*EXCERPT TO READ*:
++++++++++
Primary vs Secondary Sleep Related Bruxism
It has been postulated that SRB occurs only with obstructive sleep events and acts to wake the patient to restart normal breathing. This however does not explain the vast number of patients with SRB who do not demonstrate sleep disordered breathing. It is more productive to describe SRB as primary, or occurring independently, and secondary, occurring concurrently with other disorders.
Primary Sleep Related Bruxism
As discussed, this form occurs independently of sleep disordered breathing (OSA). It affects men and women equally. On a sleep tracing, it is distinguished by the lack of obstructive events.

Figure 1. Primary sleep related bruxism. Note that there are no interruptions in breathing, only erratic breathing.
In figure 1, a tracing of primary SRB, it is defined by erratic but undisturbed breathing. This is a classical presentation of primary SRB.
Secondary Sleep Related Bruxism

Figure 2: Secondary sleep related bruxism occurring with sleep disordered breathing. The top tracing are the SRB events. The 3rd through 5th tracings are respiration with the green rectangles outing the obstructive apnea event.
In figure 2, the SRB events occur just before and/or after a sleep disordered breathing event. This is classical secondary SRB. The obstructive apnea event is marked in green. The sleep-related bruxism is the upper tracing and occurs just before and/or after the breathing event.
Another secondary form of SRB is secondary to SSRI or SSNRI medications. This appears as classical primary SRB, with disturbed but consistent breathing occurring.
++++++++++
*INSTRUCTIONS TO FOLLOW*:
Repeat the stretch of the bruxism text from "Figure 1. Primary" through "of primary SRB." word for word. The data below were taken from a separate source and have no connection to the bruxism text.
++++++++++
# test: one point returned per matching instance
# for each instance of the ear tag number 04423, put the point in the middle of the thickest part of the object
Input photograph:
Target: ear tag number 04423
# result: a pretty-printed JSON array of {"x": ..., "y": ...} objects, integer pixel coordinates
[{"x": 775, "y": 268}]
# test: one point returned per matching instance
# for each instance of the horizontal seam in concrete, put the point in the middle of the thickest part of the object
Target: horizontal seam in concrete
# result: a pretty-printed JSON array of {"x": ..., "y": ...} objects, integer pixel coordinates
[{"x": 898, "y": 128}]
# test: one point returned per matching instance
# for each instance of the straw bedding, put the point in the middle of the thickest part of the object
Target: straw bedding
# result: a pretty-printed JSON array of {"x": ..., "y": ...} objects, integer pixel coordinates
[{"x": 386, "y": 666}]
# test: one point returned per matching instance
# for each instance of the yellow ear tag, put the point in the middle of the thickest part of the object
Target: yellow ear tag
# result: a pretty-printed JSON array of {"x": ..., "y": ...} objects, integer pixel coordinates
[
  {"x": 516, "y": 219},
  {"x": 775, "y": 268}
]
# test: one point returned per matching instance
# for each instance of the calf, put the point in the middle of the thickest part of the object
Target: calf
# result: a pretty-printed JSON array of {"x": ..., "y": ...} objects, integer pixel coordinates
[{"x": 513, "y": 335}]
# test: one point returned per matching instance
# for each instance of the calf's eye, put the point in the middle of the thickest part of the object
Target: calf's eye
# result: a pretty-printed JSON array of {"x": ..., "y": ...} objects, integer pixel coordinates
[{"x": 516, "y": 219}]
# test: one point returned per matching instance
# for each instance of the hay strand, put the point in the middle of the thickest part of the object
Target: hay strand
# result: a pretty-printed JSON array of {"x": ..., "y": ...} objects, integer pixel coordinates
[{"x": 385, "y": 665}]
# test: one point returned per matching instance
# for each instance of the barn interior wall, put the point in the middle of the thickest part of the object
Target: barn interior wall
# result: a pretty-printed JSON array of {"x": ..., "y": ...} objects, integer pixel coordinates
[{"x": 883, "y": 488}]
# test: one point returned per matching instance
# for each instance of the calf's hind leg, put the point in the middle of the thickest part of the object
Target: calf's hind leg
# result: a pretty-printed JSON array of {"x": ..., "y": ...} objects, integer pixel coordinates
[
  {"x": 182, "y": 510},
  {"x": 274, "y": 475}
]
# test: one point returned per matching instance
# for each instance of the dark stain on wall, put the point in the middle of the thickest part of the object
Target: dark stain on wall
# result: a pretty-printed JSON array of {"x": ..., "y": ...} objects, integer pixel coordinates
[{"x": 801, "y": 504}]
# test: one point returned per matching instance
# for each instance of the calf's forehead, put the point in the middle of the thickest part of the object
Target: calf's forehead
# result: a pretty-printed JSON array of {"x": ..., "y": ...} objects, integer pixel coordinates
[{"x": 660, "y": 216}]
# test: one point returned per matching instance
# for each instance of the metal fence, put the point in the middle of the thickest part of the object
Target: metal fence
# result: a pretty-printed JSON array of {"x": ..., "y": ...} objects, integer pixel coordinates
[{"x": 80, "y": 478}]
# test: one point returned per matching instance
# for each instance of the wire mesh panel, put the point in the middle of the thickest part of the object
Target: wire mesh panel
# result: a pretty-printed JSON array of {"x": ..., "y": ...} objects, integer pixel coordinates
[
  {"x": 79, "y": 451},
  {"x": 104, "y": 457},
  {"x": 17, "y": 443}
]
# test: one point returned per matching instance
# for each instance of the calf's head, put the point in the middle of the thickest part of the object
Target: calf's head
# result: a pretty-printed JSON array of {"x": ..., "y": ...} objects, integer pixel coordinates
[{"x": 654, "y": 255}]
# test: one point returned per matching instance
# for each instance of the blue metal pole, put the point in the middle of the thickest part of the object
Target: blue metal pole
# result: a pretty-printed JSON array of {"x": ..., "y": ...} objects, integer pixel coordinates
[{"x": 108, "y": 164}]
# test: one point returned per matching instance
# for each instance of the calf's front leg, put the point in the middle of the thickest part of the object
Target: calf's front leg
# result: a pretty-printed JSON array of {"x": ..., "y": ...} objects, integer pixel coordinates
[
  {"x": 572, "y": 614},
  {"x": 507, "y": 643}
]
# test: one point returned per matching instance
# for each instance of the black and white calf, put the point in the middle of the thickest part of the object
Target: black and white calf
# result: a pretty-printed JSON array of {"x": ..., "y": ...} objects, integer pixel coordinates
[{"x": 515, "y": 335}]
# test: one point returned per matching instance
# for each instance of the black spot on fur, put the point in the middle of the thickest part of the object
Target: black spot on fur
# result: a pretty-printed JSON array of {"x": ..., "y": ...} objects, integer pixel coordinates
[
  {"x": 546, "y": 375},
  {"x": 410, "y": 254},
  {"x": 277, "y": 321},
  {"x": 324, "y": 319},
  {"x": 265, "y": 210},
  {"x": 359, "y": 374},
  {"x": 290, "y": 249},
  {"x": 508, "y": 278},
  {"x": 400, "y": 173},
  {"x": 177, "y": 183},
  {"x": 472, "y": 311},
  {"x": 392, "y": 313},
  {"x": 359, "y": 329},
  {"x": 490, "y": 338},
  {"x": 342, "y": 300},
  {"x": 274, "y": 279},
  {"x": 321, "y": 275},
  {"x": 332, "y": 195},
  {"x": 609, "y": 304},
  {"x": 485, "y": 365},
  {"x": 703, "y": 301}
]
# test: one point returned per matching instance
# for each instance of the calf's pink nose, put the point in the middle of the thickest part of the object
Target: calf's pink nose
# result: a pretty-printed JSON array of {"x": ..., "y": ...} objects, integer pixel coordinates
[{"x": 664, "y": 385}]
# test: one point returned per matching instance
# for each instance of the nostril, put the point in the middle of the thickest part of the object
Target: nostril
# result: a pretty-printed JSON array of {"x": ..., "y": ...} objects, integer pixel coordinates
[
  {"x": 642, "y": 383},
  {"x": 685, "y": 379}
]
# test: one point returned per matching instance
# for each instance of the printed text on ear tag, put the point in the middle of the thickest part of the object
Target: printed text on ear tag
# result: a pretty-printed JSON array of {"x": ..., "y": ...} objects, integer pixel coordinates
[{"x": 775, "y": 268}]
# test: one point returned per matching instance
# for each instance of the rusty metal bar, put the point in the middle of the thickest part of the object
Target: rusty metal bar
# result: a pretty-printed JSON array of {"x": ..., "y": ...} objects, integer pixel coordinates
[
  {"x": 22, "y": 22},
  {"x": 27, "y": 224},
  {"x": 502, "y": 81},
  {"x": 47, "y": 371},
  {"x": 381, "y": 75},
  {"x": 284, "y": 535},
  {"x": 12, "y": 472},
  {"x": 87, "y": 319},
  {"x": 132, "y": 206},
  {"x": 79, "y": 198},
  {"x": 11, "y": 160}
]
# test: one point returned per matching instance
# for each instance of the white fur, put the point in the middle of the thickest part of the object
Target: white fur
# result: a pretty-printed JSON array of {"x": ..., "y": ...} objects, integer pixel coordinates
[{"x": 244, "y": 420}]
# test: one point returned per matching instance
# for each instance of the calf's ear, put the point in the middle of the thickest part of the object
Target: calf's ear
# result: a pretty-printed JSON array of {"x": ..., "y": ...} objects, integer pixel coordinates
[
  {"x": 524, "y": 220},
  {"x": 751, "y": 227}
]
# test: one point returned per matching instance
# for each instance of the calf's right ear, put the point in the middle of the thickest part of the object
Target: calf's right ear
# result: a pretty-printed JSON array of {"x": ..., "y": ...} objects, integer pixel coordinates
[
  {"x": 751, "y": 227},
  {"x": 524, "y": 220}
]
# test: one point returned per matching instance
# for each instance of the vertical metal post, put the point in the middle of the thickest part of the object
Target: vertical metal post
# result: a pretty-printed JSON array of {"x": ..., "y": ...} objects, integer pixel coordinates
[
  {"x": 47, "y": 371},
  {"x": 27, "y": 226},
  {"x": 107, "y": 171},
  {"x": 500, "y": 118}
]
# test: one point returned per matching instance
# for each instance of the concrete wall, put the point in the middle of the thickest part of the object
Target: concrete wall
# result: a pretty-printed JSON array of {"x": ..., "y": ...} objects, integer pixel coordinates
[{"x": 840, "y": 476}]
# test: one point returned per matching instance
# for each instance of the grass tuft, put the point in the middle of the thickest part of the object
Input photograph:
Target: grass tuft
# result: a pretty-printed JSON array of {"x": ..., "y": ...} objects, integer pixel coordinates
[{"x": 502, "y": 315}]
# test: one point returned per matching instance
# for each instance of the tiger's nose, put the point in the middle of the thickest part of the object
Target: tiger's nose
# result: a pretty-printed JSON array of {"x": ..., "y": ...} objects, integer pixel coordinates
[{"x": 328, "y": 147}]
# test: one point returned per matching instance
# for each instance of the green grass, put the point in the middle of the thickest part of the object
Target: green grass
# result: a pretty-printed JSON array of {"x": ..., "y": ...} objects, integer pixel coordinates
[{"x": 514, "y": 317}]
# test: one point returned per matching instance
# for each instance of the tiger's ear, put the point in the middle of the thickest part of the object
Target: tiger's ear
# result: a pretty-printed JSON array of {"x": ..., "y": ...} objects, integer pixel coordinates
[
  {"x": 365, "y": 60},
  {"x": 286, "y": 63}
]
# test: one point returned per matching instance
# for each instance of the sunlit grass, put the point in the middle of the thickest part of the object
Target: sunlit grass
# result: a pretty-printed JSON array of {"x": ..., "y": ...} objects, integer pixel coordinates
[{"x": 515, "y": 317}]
++++++++++
*OUTPUT FOR THIS TASK*:
Figure 1. Primary sleep related bruxism. Note that there are no interruptions in breathing, only erratic breathing.
In figure 1, a tracing of primary SRB, it is defined by erratic but undisturbed breathing. This is a classical presentation of primary SRB.